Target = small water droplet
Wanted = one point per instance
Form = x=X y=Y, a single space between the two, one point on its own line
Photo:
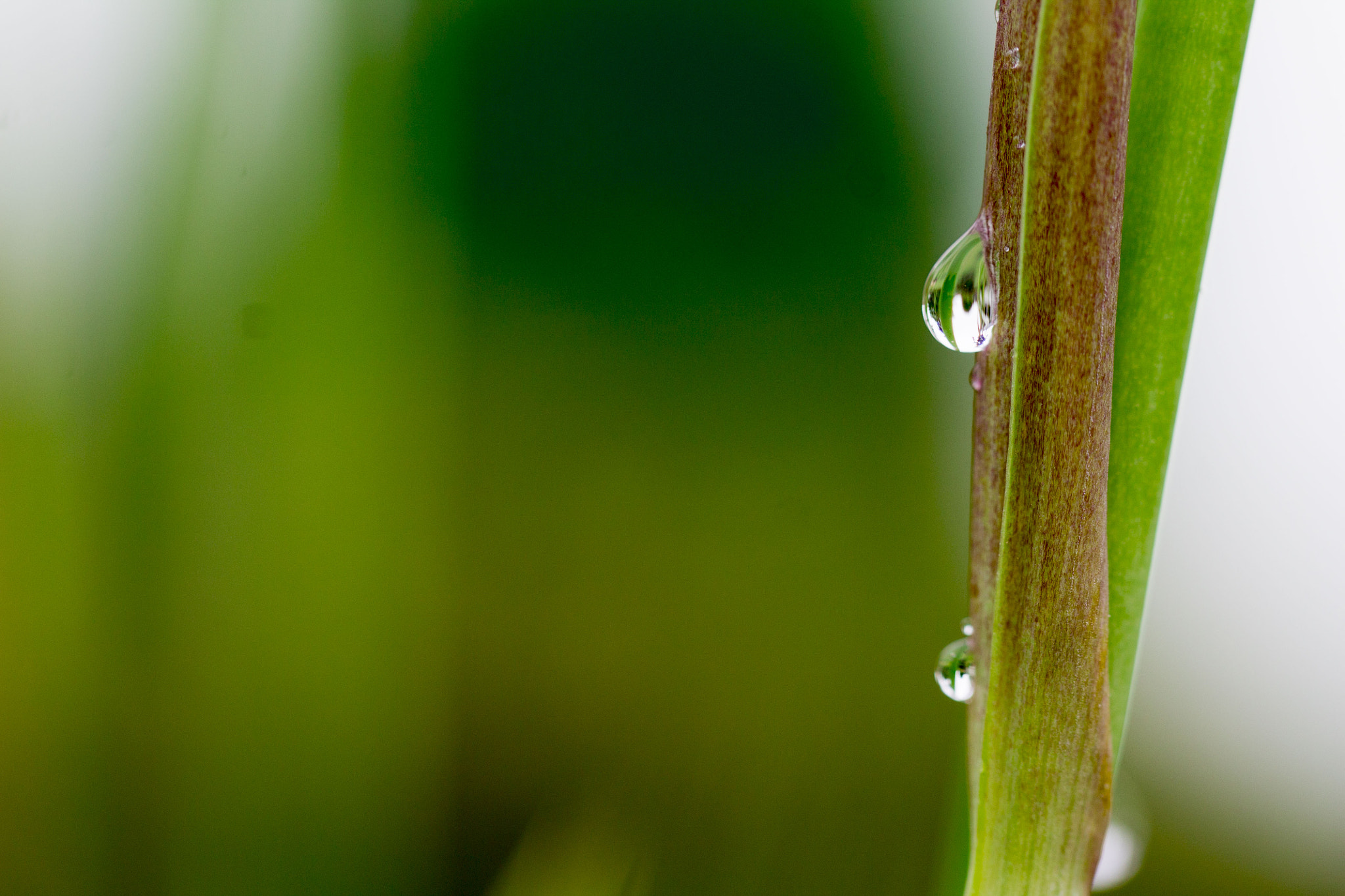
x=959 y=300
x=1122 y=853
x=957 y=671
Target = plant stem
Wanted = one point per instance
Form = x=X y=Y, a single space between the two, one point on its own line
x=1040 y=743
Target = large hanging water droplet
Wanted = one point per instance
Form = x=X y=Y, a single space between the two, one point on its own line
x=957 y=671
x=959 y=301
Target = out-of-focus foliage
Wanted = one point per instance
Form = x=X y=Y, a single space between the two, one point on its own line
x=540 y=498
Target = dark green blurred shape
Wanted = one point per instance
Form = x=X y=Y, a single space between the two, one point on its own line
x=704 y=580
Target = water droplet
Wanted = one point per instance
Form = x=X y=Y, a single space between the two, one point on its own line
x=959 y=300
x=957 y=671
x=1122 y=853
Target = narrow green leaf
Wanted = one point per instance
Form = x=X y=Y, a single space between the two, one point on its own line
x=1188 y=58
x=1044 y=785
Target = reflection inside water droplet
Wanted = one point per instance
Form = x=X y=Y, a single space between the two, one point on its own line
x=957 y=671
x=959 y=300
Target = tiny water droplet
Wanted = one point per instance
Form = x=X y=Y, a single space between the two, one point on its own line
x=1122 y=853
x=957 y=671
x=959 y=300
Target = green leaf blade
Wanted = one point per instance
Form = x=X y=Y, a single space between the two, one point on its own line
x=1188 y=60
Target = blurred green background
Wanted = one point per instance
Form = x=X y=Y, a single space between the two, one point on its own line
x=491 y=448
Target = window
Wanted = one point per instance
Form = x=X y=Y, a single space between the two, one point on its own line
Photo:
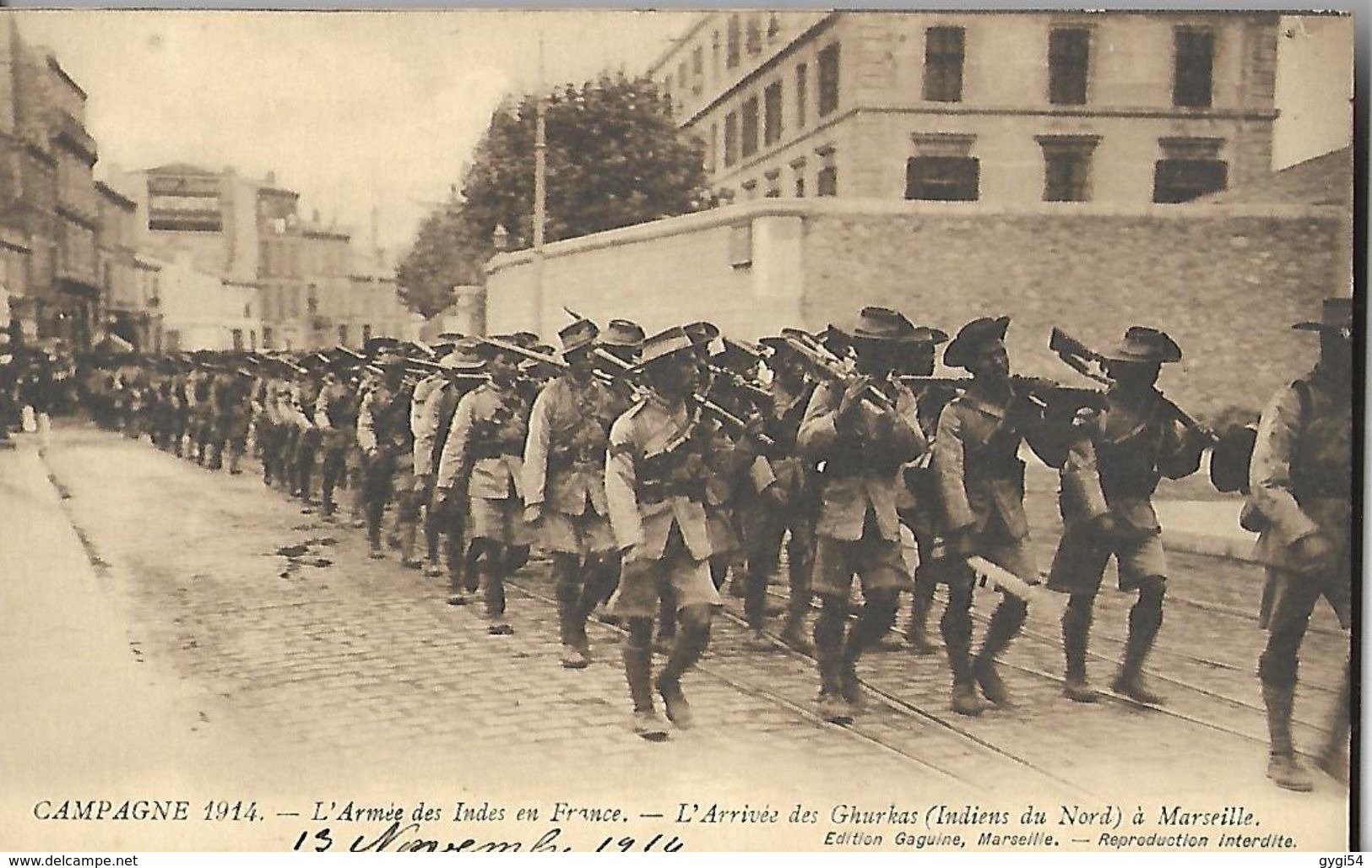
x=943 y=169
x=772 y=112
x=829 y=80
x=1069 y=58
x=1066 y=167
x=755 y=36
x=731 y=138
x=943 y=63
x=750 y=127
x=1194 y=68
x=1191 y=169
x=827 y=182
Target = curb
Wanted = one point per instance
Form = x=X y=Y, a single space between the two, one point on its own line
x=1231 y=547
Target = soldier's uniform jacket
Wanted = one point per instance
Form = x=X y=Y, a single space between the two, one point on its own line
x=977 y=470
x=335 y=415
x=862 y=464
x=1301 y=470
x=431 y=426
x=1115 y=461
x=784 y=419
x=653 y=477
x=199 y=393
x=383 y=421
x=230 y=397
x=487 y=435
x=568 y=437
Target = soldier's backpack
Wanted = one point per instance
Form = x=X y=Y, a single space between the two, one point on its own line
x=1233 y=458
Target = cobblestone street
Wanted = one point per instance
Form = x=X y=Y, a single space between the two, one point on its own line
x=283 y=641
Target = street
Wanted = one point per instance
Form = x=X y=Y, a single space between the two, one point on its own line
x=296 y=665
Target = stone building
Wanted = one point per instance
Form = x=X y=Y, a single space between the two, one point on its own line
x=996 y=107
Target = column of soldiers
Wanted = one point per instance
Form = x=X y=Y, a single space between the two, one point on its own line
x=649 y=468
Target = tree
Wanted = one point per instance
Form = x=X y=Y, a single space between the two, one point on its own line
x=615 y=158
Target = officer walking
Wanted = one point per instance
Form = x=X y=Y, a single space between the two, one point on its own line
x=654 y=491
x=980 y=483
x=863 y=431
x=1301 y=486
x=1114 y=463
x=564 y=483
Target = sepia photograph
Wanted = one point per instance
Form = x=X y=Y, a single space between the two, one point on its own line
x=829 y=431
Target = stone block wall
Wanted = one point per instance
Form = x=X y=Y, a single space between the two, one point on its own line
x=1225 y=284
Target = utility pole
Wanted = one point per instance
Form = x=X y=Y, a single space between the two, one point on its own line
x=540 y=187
————
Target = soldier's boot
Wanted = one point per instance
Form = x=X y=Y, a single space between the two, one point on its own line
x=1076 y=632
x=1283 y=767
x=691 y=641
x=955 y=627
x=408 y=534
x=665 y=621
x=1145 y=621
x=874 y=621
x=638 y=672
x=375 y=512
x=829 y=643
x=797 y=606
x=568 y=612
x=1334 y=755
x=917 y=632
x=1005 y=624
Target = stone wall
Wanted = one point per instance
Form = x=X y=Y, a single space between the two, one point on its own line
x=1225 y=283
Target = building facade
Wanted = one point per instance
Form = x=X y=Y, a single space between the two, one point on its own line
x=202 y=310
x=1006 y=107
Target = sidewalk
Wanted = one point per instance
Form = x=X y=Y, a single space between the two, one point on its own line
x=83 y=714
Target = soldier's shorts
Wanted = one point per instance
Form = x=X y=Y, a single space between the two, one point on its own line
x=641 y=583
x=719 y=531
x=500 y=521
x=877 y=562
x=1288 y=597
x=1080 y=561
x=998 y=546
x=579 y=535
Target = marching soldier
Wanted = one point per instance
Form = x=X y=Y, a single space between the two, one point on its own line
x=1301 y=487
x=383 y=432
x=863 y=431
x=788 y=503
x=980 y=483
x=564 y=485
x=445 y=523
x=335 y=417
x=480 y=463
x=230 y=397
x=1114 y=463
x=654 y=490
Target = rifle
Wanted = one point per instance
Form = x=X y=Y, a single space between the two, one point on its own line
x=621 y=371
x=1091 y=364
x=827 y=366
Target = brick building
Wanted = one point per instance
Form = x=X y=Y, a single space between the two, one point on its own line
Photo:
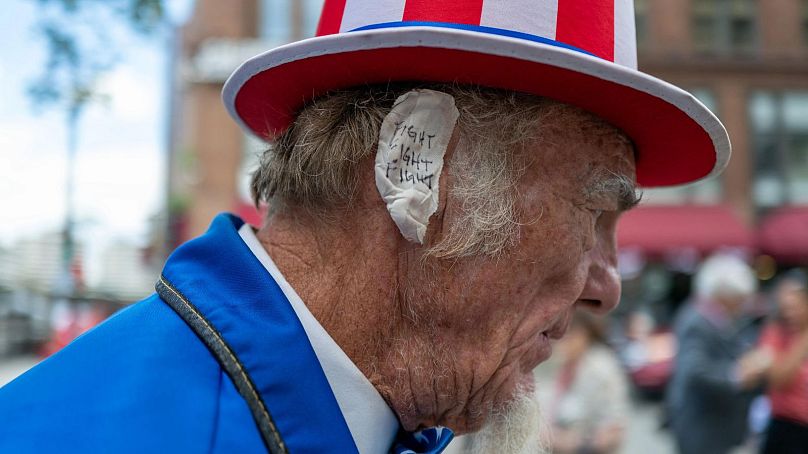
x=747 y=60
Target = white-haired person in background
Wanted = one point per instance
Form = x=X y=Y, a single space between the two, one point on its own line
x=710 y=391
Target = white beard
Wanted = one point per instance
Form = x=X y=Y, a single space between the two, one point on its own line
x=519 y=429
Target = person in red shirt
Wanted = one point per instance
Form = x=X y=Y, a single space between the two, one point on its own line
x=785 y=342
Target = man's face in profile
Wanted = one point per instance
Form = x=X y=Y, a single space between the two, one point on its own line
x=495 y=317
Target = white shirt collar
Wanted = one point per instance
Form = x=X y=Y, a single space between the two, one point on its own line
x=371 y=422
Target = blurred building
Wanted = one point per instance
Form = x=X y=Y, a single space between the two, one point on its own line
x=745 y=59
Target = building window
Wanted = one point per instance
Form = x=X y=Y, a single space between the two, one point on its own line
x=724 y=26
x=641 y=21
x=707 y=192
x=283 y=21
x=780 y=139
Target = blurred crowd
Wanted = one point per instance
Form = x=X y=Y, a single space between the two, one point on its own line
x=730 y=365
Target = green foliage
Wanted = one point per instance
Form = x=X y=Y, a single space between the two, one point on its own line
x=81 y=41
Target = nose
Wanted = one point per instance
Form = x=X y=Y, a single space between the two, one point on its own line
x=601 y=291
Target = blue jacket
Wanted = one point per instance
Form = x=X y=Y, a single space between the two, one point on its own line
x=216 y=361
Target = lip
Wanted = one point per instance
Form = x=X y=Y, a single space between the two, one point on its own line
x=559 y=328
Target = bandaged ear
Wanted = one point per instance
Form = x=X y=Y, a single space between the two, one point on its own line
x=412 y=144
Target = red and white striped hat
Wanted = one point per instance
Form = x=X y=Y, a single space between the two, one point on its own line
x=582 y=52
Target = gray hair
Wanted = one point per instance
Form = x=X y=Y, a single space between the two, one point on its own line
————
■ Problem to work on
Report how many lines of the listing carry the word "white", and add nothing.

■ Output for this task
4